抜粋テキスト =
■ ■ ■ ■ ■

この日の見せ場は517ヤードの最難関、15番パー4だった。フェアウェイからスプーンで打った、残り260ヤード弱の第2打は、「狭い花道を縫うように駆け上がり、どうにか乗ってくれたらいい」と、思い描いたとおりに転がって、グリーンの端にしがみつく。

13メートルのバーディトライはのぼりフックを読み切った。
「しかも、カップに届くように、よく打てた」。
この難所で今日はただひとりのバーディに、本人も納得のガッツポーズを握ったあとだっただけに、ますます最後のボギーは悔やまれる。

「ここで打ってちゃ、なんにもならん」。
18番の第3打はラフとカラーの境目からのアプローチ。
「イメージが出なかった」と、思うように寄せきれなかった。グリーンの段を上りきったところで、止まってしまった。
「もったいないことをした」との反省と後悔は、しかし翌日まで持ち越さない。

通算2アンダーは、首位と4打差に「まだトップに届く位置。逆転出来る位置にいるということを考えて、明日は切り替えてやりたい」と、諦めない。
スポンサー契約を結ぶ日清食品が、特別協賛の今大会は初めから恩返しの大会2勝目しか頭にない。

■ ■ ■ ■ ■

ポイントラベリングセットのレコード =
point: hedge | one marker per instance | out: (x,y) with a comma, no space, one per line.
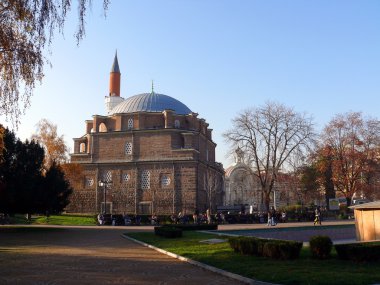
(359,252)
(320,246)
(168,232)
(194,227)
(276,249)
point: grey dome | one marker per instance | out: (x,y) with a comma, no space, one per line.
(150,102)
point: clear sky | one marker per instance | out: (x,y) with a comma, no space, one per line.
(218,57)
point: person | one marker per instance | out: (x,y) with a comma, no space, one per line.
(173,218)
(283,217)
(195,216)
(154,220)
(273,216)
(127,220)
(269,218)
(100,219)
(208,216)
(317,213)
(180,218)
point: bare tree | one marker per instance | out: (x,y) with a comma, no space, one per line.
(213,187)
(27,27)
(54,145)
(354,144)
(272,136)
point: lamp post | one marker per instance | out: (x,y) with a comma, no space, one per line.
(104,184)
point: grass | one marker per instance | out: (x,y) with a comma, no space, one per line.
(304,270)
(62,220)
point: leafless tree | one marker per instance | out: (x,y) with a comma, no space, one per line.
(27,27)
(213,187)
(354,142)
(272,136)
(54,144)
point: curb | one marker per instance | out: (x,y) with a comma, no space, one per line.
(201,265)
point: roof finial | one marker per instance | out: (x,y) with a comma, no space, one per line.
(115,65)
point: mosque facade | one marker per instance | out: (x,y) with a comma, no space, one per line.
(149,154)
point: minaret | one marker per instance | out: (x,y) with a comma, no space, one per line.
(115,78)
(114,95)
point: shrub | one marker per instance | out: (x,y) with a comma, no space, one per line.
(277,249)
(168,232)
(290,249)
(244,245)
(280,249)
(271,250)
(359,252)
(193,227)
(320,246)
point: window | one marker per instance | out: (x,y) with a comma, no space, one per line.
(126,177)
(82,147)
(102,128)
(165,181)
(89,182)
(128,148)
(107,176)
(130,123)
(145,179)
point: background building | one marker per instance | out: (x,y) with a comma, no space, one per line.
(150,152)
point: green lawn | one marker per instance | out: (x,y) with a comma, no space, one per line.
(67,220)
(304,270)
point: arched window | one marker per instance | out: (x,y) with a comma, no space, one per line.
(102,128)
(82,147)
(128,148)
(107,176)
(165,180)
(126,177)
(145,179)
(130,123)
(89,182)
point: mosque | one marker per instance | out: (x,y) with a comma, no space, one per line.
(149,154)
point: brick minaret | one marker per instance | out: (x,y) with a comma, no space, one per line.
(114,95)
(115,78)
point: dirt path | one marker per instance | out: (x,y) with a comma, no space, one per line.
(91,256)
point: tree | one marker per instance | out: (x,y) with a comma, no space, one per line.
(323,162)
(273,136)
(354,143)
(73,172)
(23,186)
(27,27)
(213,182)
(54,145)
(21,175)
(56,190)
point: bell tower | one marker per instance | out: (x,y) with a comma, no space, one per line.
(113,97)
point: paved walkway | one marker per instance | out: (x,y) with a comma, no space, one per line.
(91,256)
(99,255)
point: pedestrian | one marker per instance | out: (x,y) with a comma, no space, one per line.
(273,216)
(208,216)
(195,216)
(317,214)
(269,218)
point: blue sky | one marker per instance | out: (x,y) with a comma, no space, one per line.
(218,57)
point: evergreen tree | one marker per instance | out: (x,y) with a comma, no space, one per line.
(56,190)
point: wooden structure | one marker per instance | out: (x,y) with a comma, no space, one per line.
(367,221)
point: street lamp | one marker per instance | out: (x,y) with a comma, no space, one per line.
(105,184)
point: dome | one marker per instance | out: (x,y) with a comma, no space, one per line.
(150,102)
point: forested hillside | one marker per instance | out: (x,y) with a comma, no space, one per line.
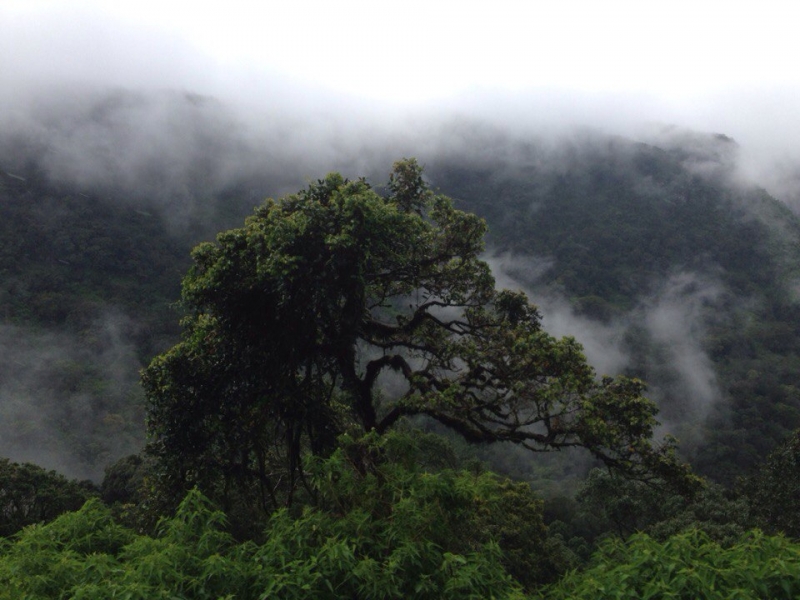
(349,308)
(678,259)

■ ■ ■ ■ ■

課題 =
A) ゴルフの記事から「この難所で今日はただひとりの」から「しの大会2勝目しか頭にない。」までを、両端も含めてそのまま書き出してください。
B) ゴルフの記事を、最後の文の次から書き進めてください。

解答 =
A)
この難所で今日はただひとりのバーディに、本人も納得のガッツポーズを握ったあとだっただけに、ますます最後のボギーは悔やまれる。

「ここで打ってちゃ、なんにもならん」。
18番の第3打はラフとカラーの境目からのアプローチ。
「イメージが出なかった」と、思うように寄せきれなかった。グリーンの段を上りきったところで、止まってしまった。
「もったいないことをした」との反省と後悔は、しかし翌日まで持ち越さない。

通算2アンダーは、首位と4打差に「まだトップに届く位置。逆転出来る位置にいるということを考えて、明日は切り替えてやりたい」と、諦めない。
スポンサー契約を結ぶ日清食品が、特別協賛の今大会は初めから恩返しの大会2勝目しか頭にない。

B)
「明日はトップを取るか、取らないか。悠長なことを考えている暇はない」と、気合が入ったままホールアウト後は練習前に、大勢のファンが待ちわびるギャラリープラザに駆けつけた。
募金箱を持って義援活動。多くの善意に、普段はあまり見せない笑顔で応じた。

今大会では出場全選手の1バーディにつき、100食のカップヌードルを送る「バーディ for ニッポン」という取り組みを通じて、プレーでも被災地支援に取り組んでいる。
「大会を通じて、ニッポンをもっともっと元気にしましょう!」と、改めて呼びかけた池田。プレーでも、“19番ホール”でも、ホストプロとしての責任をきっちり果たした若大将であった。